> _Collected data_

** begin **

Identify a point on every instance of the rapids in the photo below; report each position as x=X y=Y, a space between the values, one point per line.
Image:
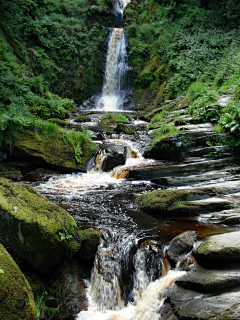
x=130 y=277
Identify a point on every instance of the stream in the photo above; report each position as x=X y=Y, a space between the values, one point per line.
x=131 y=275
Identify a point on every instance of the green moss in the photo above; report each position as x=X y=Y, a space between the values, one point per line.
x=61 y=123
x=31 y=225
x=160 y=200
x=16 y=297
x=114 y=119
x=55 y=153
x=82 y=118
x=121 y=127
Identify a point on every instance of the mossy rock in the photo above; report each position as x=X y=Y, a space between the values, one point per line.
x=11 y=174
x=90 y=244
x=61 y=123
x=82 y=118
x=179 y=202
x=41 y=232
x=16 y=297
x=50 y=153
x=222 y=247
x=121 y=127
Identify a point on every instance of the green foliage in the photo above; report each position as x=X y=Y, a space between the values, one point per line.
x=80 y=141
x=113 y=119
x=177 y=43
x=82 y=118
x=158 y=119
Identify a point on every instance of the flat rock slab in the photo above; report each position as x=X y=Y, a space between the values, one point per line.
x=188 y=304
x=150 y=172
x=181 y=202
x=211 y=280
x=222 y=247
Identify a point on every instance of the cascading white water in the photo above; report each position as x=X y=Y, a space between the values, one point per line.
x=113 y=93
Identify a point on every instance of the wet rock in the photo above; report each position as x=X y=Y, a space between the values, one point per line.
x=180 y=246
x=185 y=169
x=211 y=280
x=41 y=232
x=89 y=244
x=180 y=202
x=189 y=304
x=14 y=175
x=222 y=247
x=112 y=160
x=51 y=302
x=70 y=288
x=54 y=154
x=124 y=128
x=44 y=171
x=16 y=297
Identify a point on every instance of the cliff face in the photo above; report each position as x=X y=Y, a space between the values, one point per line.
x=58 y=45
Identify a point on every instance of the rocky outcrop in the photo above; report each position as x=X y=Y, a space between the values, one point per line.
x=41 y=232
x=211 y=280
x=16 y=297
x=89 y=244
x=189 y=304
x=222 y=247
x=50 y=153
x=180 y=246
x=180 y=202
x=211 y=290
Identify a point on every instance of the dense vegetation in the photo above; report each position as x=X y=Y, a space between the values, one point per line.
x=51 y=52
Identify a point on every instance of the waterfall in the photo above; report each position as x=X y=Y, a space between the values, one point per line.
x=115 y=85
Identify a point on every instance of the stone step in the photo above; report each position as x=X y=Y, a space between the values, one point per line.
x=211 y=280
x=155 y=171
x=201 y=151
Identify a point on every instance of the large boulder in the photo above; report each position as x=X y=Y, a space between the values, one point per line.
x=69 y=287
x=222 y=247
x=189 y=304
x=180 y=246
x=211 y=280
x=39 y=231
x=50 y=153
x=180 y=202
x=89 y=244
x=16 y=297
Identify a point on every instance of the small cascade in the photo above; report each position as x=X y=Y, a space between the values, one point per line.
x=115 y=86
x=150 y=284
x=115 y=81
x=118 y=9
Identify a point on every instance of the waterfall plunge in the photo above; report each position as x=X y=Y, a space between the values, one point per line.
x=115 y=81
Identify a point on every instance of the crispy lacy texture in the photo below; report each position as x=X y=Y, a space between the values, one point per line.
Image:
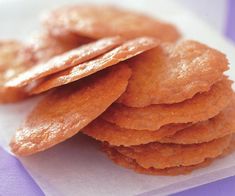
x=121 y=53
x=65 y=60
x=13 y=61
x=129 y=163
x=201 y=107
x=102 y=21
x=161 y=156
x=65 y=111
x=115 y=135
x=221 y=125
x=173 y=73
x=45 y=46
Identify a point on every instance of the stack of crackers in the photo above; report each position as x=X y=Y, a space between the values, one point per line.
x=159 y=104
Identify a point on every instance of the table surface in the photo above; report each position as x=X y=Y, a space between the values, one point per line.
x=16 y=176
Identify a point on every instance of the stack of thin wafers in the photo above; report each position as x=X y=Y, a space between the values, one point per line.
x=159 y=104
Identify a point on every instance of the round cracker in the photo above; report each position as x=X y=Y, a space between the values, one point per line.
x=200 y=108
x=115 y=135
x=129 y=163
x=121 y=53
x=45 y=46
x=173 y=73
x=221 y=125
x=102 y=21
x=161 y=156
x=13 y=61
x=65 y=111
x=65 y=60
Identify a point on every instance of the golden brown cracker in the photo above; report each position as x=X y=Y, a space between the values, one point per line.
x=162 y=156
x=65 y=111
x=45 y=46
x=102 y=21
x=121 y=53
x=13 y=61
x=115 y=135
x=65 y=60
x=173 y=73
x=201 y=107
x=129 y=163
x=217 y=127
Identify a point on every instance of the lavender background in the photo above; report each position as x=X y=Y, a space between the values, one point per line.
x=15 y=180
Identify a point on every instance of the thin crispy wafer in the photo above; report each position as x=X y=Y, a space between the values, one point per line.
x=173 y=73
x=102 y=21
x=161 y=156
x=65 y=60
x=121 y=53
x=129 y=163
x=219 y=126
x=115 y=135
x=45 y=46
x=62 y=113
x=12 y=62
x=201 y=107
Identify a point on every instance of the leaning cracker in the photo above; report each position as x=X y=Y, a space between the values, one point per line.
x=217 y=127
x=173 y=73
x=161 y=156
x=115 y=135
x=201 y=107
x=102 y=21
x=121 y=53
x=66 y=60
x=129 y=163
x=61 y=114
x=13 y=61
x=45 y=46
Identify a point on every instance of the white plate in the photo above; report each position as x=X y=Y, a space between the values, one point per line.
x=76 y=167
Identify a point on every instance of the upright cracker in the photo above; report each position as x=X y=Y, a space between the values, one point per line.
x=66 y=60
x=221 y=125
x=115 y=135
x=173 y=73
x=13 y=61
x=161 y=156
x=102 y=21
x=201 y=107
x=64 y=112
x=129 y=163
x=125 y=51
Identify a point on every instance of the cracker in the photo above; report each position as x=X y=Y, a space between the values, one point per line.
x=65 y=60
x=102 y=21
x=162 y=156
x=115 y=135
x=201 y=107
x=13 y=60
x=129 y=163
x=45 y=46
x=173 y=73
x=65 y=111
x=221 y=125
x=121 y=53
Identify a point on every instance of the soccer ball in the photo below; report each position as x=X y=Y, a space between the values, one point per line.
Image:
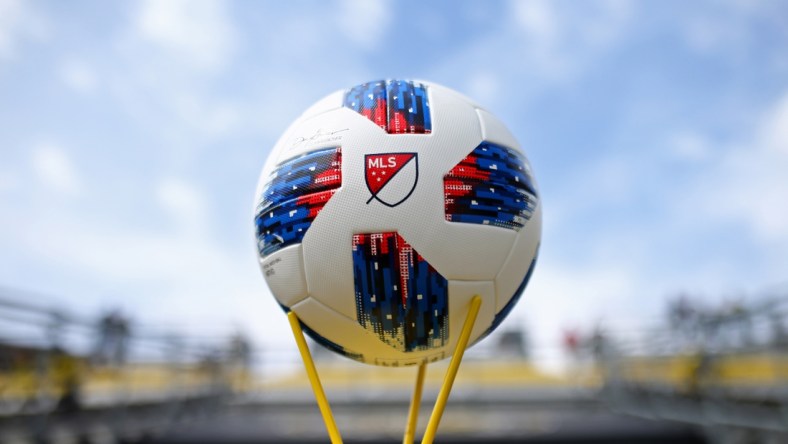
x=384 y=209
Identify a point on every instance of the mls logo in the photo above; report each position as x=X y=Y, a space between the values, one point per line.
x=391 y=177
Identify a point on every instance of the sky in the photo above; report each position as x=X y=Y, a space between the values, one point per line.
x=132 y=135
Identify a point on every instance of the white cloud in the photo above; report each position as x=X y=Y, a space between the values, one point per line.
x=18 y=21
x=54 y=169
x=8 y=181
x=364 y=23
x=198 y=32
x=690 y=146
x=559 y=30
x=538 y=19
x=774 y=132
x=184 y=203
x=78 y=76
x=747 y=182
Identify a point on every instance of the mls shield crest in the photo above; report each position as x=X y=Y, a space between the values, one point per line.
x=391 y=177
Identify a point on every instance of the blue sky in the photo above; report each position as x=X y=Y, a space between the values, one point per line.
x=133 y=134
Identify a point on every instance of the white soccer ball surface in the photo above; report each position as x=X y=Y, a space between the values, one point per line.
x=384 y=209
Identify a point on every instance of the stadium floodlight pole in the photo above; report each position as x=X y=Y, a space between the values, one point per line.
x=314 y=379
x=451 y=373
x=413 y=413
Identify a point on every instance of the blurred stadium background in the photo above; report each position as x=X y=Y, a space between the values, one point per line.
x=131 y=139
x=702 y=374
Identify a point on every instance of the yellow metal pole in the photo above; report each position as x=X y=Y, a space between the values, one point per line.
x=413 y=413
x=314 y=379
x=451 y=373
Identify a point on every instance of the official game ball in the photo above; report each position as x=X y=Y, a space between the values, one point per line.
x=384 y=208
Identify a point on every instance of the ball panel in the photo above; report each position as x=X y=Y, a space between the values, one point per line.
x=296 y=192
x=397 y=106
x=326 y=130
x=493 y=130
x=507 y=308
x=399 y=296
x=343 y=333
x=284 y=273
x=491 y=186
x=520 y=257
x=327 y=103
x=460 y=295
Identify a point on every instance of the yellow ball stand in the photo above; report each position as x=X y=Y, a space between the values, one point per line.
x=413 y=413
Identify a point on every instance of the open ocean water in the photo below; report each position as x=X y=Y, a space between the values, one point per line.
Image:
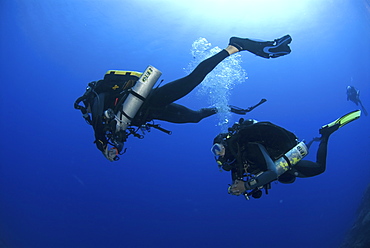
x=56 y=188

** end **

Output the items exactly as they appear, from the start through the line containing "x=130 y=277", both ends included. Leave the pictures out of your answer.

> _WRITTEN ANSWER_
Identify a point on every instance of the rapids in the photo below; report each position as x=X y=Y, a space between the values, one point per line.
Image:
x=130 y=277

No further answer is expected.